=== ARTIKEL ===

Wer eine Antwort auf diese Frage sucht, der soll das Gespräch mit dem gekrönten Friedensforscher einfach weiterlesen, vor allem seine Aussagen zum Utøya-Massaker. Breivik betrachtet der Forscher zwar als europäisch-westlichen Neofaschisten und Rassisten, aber „verrückt war Breivik nicht, jedenfalls nicht verrückter als die norwegische Regierung. (…) Die norwegische Regierung versucht, den Afghanen ihr Konzept von Demokratie mit Gewalt aufzuzwingen und Breivik wollte uns Norwegern seine Weltsicht aufzwingen“.
Mit dieser Logik gibt es auch keinen Unterschied mehr zwischen einer Grundschullehrerin und Josef Goebbels: Beide versuchen eine bestimmte Weltanschauung zu vermitteln. Dass die Erstere ihre Schülerinnen und Schüler auf das freie Leben in einer demokratischen Gesellschaft vorbereitet während der Letztere sich für eine rassistische und diktatorische gesellschaftliche Ordnung einsetzte, spielt nach diesem Denkmuster keine Rolle.

=== AUFGABEN ===
**a.** Als was betrachtet der Friedensforscher Breivik laut dem Artikel?
**b.** Fasse den Absatz des Artikels, der mit „Mit dieser Logik“ beginnt, kürzer zusammen und behalte dabei seine wesentlichen Aussagen bei.
**c.** Führe den Artikel über die Aussagen des Friedensforschers zu Breivik nach seinem letzten Satz weiter.

=== BEREITGESTELLTES MATERIAL ===
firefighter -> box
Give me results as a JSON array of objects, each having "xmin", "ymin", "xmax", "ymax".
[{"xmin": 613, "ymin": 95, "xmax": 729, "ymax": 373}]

...

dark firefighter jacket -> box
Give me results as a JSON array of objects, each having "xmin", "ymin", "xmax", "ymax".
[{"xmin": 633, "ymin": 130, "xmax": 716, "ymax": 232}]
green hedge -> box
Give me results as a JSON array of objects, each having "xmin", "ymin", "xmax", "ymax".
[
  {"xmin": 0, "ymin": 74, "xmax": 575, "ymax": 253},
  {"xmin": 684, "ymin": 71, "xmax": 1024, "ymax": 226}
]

=== ERWARTETE ANTWORTEN ===
**a.** Als europäisch-westlichen Neofaschisten und Rassisten.

**b.** Nach dieser Logik unterscheidet sich eine Grundschullehrerin nicht mehr von Josef Goebbels, weil beide eine Weltanschauung vermitteln wollen. Dass sie ihre Schülerinnen und Schüler auf ein freies Leben in einer Demokratie vorbereitet, während er für eine rassistische und diktatorische Ordnung eintrat, zählt in diesem Denkmuster nicht.

**c.**
Die Gleichsetzung von Breivik mit der norwegischen Regierung soll nicht als Entgleisung verstanden werden sondern als Erklärmuster. Später im Gespräch argumentiert der Friedensforscher weiter in dieser Richtung: „Objektiv betrachtet haben sowohl Breivik als auch Norwegen eine Idee, die sie durchsetzen wollen: Breivik wollte uns vor der Islamisierung retten und tötete dafür. Norwegen will den Afghanen die Demokratie bringen und tötet dafür. Beide Seiten glauben das Licht gesehen zu haben und es jetzt allen anderen bringen zu müssen.“
Dieses Erklärmuster ist die Verkörperung des moralischen Relativismus. Es ist egal, welchem Ziel man folgt, ob Demokratie oder kulturellem Chauvinismus, alles ist gleich und alles hat denselben moralischen Wert. Nach diesem Prinzip könnte man auch die Nazideutschland mit USA gleichsetzten – schließlich hatten beide Ideen, die sie mit Gewalt durchsetzen wollten.
Anstatt über Frieden und Gewalt sollte Galtung etwas über die Infantilisierung des öffentlichen Diskurses schreiben. Davon versteht er bestimmt noch weniger.